■ Goal
Find each line in the records below that contains the word "with" and copy those lines out.

** start of Provided entries **

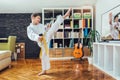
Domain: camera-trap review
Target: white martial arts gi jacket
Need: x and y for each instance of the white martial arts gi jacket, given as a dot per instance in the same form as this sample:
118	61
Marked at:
33	32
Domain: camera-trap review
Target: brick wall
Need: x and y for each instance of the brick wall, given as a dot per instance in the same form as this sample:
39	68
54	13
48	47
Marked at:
16	24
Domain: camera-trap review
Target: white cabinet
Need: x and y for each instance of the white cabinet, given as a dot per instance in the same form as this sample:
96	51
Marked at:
80	22
106	56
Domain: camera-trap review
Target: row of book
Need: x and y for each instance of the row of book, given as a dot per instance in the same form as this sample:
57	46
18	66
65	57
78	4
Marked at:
68	34
79	24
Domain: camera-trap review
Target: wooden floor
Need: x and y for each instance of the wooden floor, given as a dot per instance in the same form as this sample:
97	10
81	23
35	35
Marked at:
60	70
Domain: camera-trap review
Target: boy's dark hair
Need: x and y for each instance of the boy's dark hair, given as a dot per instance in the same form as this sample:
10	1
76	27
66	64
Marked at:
116	15
35	15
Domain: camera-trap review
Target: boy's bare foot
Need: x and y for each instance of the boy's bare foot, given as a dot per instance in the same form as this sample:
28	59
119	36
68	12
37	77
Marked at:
67	13
42	73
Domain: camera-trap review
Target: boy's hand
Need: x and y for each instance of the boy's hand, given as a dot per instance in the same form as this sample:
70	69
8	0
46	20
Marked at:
67	13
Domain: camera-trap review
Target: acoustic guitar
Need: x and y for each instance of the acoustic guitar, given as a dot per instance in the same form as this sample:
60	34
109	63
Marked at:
78	51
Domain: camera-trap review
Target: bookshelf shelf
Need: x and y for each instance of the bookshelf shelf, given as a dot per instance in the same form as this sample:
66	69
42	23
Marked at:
80	22
106	57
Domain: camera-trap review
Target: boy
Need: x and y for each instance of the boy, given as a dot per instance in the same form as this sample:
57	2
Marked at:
36	32
114	26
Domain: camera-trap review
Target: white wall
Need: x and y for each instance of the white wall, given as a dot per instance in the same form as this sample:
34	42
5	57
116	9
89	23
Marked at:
101	7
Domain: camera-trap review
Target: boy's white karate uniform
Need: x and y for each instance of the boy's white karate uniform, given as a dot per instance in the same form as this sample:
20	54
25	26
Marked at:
33	32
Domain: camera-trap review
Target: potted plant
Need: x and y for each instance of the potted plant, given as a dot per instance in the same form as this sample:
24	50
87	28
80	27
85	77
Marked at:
92	36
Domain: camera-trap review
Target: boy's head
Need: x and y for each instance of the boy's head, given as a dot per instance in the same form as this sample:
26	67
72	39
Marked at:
35	18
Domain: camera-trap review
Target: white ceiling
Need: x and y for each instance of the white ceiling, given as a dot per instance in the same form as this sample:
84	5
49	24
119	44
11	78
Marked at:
29	6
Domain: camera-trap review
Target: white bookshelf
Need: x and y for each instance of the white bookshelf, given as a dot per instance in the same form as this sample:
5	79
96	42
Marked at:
69	30
106	56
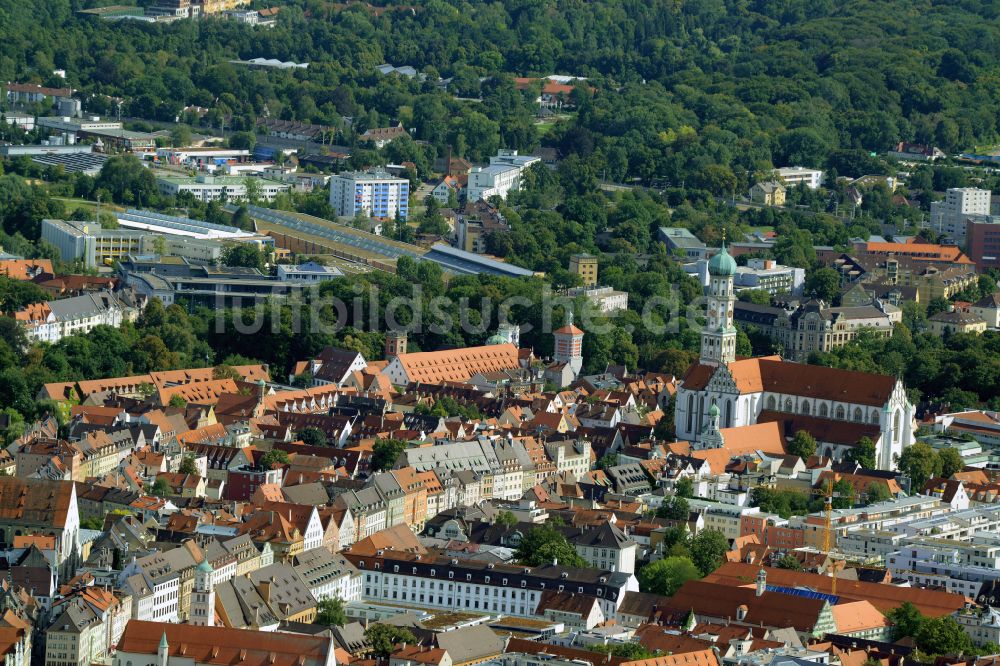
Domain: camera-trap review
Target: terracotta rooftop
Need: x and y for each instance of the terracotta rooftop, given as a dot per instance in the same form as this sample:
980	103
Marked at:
35	501
458	365
932	603
222	645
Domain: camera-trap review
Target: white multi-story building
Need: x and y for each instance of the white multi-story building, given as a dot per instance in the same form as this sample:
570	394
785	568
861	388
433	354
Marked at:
453	584
54	320
949	216
607	548
956	566
328	576
792	176
501	176
764	274
740	389
310	272
219	188
372	194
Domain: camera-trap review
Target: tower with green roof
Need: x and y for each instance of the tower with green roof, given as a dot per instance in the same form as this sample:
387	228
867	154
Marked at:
718	340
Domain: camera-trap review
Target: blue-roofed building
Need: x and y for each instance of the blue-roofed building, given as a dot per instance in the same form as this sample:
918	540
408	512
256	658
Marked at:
372	193
461	262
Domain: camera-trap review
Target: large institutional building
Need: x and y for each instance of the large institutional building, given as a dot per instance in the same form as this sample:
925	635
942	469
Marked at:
830	400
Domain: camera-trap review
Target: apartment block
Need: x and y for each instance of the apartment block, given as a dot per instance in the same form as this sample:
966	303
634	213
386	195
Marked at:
372	194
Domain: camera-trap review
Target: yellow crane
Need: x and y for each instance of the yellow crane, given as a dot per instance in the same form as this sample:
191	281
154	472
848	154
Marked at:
826	492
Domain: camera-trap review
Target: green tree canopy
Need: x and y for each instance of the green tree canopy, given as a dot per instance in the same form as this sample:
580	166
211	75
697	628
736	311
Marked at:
667	575
544	545
385	452
802	445
384	637
330	612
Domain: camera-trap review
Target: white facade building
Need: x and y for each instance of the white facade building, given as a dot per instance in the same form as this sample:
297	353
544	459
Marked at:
78	315
949	216
218	188
474	586
501	176
792	176
372	194
309	272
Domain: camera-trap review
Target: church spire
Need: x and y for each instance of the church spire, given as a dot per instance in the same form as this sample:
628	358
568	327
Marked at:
718	339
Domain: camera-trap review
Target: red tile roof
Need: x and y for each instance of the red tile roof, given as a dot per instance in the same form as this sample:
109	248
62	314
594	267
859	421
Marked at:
222	645
932	603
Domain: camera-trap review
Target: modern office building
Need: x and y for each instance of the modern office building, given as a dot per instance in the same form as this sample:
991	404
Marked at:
584	265
216	188
792	176
501	176
142	232
89	243
682	241
371	193
763	274
983	240
170	278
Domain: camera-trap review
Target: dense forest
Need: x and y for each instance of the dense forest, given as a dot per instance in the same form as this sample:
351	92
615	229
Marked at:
706	92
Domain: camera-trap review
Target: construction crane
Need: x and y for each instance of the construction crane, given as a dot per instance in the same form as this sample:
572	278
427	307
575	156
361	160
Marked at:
826	492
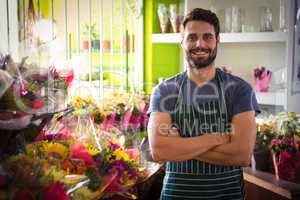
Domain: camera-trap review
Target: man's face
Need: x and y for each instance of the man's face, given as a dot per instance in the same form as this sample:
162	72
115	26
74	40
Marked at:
199	44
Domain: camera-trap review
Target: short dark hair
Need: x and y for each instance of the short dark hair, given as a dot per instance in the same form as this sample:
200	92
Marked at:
200	14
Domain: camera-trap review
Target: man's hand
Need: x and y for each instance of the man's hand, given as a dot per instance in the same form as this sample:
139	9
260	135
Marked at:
239	151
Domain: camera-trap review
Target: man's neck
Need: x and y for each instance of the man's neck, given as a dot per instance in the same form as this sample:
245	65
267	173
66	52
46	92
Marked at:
201	76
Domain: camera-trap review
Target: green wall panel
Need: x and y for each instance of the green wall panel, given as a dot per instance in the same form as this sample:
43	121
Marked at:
161	60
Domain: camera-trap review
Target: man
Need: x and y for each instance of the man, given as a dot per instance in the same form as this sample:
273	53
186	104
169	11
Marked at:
202	121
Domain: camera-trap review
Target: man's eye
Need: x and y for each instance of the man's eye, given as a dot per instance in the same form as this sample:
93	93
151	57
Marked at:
208	37
192	38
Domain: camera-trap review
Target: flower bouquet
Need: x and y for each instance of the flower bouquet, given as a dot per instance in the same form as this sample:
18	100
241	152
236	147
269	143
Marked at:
265	133
262	78
28	100
285	147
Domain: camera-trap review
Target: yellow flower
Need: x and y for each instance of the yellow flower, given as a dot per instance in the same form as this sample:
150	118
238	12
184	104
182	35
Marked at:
56	148
121	155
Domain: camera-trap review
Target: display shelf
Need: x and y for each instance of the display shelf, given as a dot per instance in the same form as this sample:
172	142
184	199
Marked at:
270	182
271	98
227	37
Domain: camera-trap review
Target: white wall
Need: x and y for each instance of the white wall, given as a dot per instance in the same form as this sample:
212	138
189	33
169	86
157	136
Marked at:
9	41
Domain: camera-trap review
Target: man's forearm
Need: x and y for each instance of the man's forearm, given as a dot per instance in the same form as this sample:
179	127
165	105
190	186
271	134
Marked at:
178	149
218	158
227	154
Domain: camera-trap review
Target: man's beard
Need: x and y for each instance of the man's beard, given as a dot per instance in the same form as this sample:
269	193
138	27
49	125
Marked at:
200	63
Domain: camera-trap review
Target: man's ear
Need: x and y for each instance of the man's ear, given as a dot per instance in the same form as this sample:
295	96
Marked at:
218	39
181	41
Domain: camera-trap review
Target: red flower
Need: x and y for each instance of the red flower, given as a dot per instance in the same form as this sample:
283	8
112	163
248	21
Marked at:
55	191
286	166
80	152
37	104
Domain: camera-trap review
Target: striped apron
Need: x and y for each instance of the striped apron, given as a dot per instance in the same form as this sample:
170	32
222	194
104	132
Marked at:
193	179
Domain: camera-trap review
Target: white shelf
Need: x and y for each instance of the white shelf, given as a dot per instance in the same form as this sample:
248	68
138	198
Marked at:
227	37
271	98
166	38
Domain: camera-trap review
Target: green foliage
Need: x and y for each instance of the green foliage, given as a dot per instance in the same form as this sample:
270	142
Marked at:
95	180
87	29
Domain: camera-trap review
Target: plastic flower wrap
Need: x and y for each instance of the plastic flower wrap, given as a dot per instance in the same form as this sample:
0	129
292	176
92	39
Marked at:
29	90
30	96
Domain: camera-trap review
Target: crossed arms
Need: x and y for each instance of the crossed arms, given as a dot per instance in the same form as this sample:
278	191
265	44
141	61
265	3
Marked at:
233	149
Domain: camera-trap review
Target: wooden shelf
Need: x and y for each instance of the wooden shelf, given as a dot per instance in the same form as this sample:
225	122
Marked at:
270	182
228	37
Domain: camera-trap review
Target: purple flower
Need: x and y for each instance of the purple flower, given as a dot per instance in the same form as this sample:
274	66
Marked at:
113	146
132	174
118	166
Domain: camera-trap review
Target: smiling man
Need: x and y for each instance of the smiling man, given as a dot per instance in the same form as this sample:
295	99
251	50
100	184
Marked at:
202	121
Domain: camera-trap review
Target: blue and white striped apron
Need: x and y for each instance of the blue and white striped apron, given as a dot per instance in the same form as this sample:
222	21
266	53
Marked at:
193	179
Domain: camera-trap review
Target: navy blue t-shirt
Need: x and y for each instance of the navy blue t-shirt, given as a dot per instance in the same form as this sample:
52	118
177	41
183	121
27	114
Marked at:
239	94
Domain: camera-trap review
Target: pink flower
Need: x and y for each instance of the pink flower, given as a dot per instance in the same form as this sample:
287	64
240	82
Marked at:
2	180
55	191
37	104
80	152
65	134
125	120
133	154
286	166
110	121
69	77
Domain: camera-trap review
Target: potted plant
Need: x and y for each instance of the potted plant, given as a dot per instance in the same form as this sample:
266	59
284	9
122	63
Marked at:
95	42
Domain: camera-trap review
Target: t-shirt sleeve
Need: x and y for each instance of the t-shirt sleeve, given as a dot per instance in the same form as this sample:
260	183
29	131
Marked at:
162	99
245	99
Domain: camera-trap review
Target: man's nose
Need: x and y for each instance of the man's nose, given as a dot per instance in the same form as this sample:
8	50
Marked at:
199	42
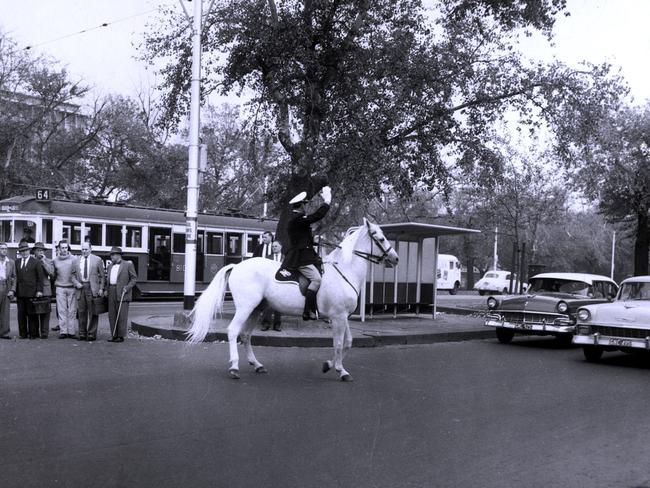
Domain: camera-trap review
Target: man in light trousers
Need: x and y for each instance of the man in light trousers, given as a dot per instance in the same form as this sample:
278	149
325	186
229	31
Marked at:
66	282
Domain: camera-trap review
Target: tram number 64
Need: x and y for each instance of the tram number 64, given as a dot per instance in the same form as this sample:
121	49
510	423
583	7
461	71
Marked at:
42	194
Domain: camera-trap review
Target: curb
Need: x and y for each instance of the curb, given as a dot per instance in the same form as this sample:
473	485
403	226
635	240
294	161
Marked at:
366	340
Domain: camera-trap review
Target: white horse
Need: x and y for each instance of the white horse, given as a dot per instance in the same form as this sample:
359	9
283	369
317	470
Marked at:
252	281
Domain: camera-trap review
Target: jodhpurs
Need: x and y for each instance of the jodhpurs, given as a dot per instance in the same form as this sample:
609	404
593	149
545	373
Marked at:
313	275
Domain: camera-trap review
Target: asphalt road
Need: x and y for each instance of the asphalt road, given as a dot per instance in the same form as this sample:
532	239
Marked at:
155	413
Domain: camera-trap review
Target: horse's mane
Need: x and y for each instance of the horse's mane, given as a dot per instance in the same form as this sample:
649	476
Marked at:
345	250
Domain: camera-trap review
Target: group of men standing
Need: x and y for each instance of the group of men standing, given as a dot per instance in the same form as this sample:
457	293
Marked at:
76	281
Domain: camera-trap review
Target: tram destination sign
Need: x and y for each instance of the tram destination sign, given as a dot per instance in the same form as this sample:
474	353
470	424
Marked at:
43	194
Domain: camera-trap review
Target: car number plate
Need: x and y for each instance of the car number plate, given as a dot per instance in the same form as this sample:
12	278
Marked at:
620	342
524	326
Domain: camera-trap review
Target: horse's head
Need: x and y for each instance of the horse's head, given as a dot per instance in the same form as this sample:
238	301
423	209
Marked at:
377	237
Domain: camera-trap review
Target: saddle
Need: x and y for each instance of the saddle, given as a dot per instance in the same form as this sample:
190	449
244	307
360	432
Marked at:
292	277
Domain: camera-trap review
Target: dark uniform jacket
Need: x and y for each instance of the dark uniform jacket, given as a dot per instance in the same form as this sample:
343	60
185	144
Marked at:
301	241
29	279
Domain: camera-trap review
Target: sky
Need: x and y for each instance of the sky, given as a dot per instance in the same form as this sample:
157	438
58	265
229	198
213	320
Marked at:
597	30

** end of Provided entries **

■ Complete response
Target: tower with green roof
Need: x and y for each instance of the tower with green roof, given as a dot per instance in the same form as this sample:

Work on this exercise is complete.